*** Begin section ***
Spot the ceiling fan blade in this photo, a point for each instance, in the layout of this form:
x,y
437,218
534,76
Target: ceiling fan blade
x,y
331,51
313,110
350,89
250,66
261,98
*** End section ***
Task brief
Please set down the full listing above, word for word.

Completed exercise
Spot the ceiling fan blade in this photo, a point for each instance, in the layout of this form:
x,y
437,218
534,76
Target: ceiling fan blade
x,y
331,51
313,110
350,89
250,66
261,98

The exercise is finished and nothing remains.